- [Material]:
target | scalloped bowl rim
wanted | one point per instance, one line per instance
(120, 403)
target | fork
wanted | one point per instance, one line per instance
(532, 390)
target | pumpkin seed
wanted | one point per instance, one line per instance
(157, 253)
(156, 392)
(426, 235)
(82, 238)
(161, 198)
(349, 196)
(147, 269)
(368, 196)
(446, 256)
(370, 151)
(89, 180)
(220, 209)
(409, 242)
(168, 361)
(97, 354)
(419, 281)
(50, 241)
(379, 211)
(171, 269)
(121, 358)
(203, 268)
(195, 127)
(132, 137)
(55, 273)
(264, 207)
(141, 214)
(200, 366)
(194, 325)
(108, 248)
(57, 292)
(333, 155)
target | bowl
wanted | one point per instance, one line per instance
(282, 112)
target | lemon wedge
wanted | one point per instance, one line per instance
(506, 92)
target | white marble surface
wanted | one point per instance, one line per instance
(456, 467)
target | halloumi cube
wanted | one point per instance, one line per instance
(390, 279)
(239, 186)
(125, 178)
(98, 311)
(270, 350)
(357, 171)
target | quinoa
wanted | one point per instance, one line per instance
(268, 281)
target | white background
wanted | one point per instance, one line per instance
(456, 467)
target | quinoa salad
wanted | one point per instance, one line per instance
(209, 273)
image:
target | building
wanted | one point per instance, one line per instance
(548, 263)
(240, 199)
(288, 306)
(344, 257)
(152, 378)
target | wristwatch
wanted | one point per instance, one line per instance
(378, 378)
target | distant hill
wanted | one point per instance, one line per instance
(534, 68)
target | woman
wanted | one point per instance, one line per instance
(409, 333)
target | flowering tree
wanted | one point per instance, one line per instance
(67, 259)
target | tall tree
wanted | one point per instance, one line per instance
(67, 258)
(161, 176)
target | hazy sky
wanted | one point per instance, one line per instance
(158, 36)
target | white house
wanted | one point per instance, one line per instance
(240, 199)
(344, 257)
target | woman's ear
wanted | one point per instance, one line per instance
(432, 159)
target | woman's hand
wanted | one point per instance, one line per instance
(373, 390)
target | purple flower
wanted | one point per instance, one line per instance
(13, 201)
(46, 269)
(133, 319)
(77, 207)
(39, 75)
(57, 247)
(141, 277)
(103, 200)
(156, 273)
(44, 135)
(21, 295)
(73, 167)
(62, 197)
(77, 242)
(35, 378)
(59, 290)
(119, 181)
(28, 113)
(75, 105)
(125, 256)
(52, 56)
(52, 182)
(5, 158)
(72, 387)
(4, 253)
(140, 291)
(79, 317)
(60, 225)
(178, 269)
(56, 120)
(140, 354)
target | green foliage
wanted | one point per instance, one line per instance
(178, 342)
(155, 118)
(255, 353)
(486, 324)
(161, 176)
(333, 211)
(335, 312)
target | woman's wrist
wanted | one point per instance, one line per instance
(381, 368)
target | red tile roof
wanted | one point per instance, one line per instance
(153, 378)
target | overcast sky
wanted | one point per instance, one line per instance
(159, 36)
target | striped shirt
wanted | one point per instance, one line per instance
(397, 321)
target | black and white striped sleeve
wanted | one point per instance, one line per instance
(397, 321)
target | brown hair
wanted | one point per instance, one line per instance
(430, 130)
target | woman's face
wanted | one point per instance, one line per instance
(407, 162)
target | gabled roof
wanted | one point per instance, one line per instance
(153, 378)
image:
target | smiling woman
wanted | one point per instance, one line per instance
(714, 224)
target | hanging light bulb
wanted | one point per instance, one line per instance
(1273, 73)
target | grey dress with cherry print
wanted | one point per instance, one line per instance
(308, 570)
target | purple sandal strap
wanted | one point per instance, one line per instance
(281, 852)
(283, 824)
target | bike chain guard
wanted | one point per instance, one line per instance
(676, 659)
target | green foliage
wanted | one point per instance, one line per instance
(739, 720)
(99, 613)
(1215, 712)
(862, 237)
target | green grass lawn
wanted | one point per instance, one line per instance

- [Directions for this task]: Each line of the material should be echoed exactly.

- [Exercise solution]:
target | scalloped bowl rim
wanted | one point per instance, one line per instance
(120, 403)
target | fork
wanted | one point per instance, one line per instance
(532, 390)
target | pumpkin seed
wanted | one point per instance, one line per instance
(157, 253)
(156, 392)
(426, 235)
(82, 238)
(161, 198)
(349, 196)
(147, 269)
(368, 196)
(446, 256)
(370, 151)
(89, 180)
(220, 209)
(409, 242)
(168, 361)
(97, 354)
(419, 281)
(50, 241)
(379, 211)
(171, 269)
(121, 358)
(203, 268)
(195, 127)
(132, 137)
(55, 273)
(264, 207)
(141, 214)
(200, 366)
(194, 325)
(108, 248)
(57, 292)
(333, 155)
target | bowl
wanted | one point per instance, one line per instance
(282, 112)
target | lemon wedge
wanted | one point per instance, one line per instance
(506, 92)
target | white marble surface
wanted | one point per instance, one line per instance
(456, 467)
target | halloumi cube
wanted | one point per instance, one line per instance
(390, 279)
(239, 186)
(125, 178)
(98, 311)
(270, 350)
(357, 171)
target | quinoa
wanted | one point per instance, one line per instance
(268, 281)
target | white background
wanted | one point per instance, one line per instance
(456, 467)
target | quinoa salad
wanted | one point per instance, one line per instance
(209, 273)
image:
target | building
wanted | one point per instance, one line per instance
(548, 263)
(240, 199)
(288, 306)
(344, 257)
(152, 378)
target | wristwatch
wanted | one point per instance, one line per instance
(378, 378)
target | distant hill
wanted | one point per instance, one line per instance
(534, 68)
target | woman
wanted | one point per instance, one line per instance
(409, 333)
target | flowering tree
wanted | one point per instance, one line per instance
(67, 259)
target | tall tree
wanted | one point per instance, one line per instance
(67, 258)
(161, 176)
target | hazy sky
wanted | one point per instance, one line per instance
(158, 36)
target | white house
wanted | one point per instance, one line per instance
(240, 199)
(344, 257)
target | woman's ear
wanted | one point per instance, one line per instance
(432, 159)
target | woman's hand
wanted | one point per instance, one line per instance
(373, 390)
target | purple flower
wanted | one point per instance, one line per instance
(13, 201)
(46, 269)
(133, 319)
(77, 207)
(39, 75)
(57, 247)
(141, 277)
(103, 200)
(156, 273)
(44, 135)
(21, 295)
(73, 167)
(62, 197)
(77, 242)
(35, 378)
(59, 290)
(119, 181)
(28, 113)
(75, 105)
(125, 256)
(52, 56)
(52, 182)
(5, 158)
(72, 387)
(4, 253)
(140, 291)
(79, 317)
(60, 225)
(178, 269)
(56, 120)
(140, 354)
target | green foliage
wanted | one point per instance, one line per instance
(178, 342)
(155, 118)
(255, 353)
(486, 324)
(161, 176)
(333, 211)
(335, 312)
target | woman's wrist
wanted | one point per instance, one line per instance
(381, 368)
target | red tile roof
wanted | one point per instance, one line per instance
(153, 378)
target | overcast sky
wanted | one point per instance, one line per instance
(159, 36)
target | striped shirt
wanted | one point per instance, one line per instance
(397, 321)
target | black and white striped sleeve
wanted | one point per instance, one line per instance
(397, 321)
target | brown hair
wanted | one point per instance, one line per instance
(430, 130)
target | woman's face
wanted | one point per instance, one line per instance
(407, 162)
target | gabled roof
wanted | one point per instance, one line per instance
(153, 378)
image:
target | smiling woman
wanted | one point per instance, one line per instance
(714, 224)
target | hanging light bulb
wanted | one point per instance, one line per instance
(1273, 73)
target | grey dress with cherry print
wanted | one point per instance, one line per instance
(308, 570)
target | purple sandal strap
wanted | one point per instance, one line per instance
(281, 852)
(283, 824)
target | bike chain guard
wanted | one point per instance, one line per instance
(676, 659)
target | green foliage
wanted | one point per instance, one line per instance
(739, 720)
(99, 613)
(1215, 712)
(862, 237)
target | green grass lawn
wanted | one point per instance, one line per instance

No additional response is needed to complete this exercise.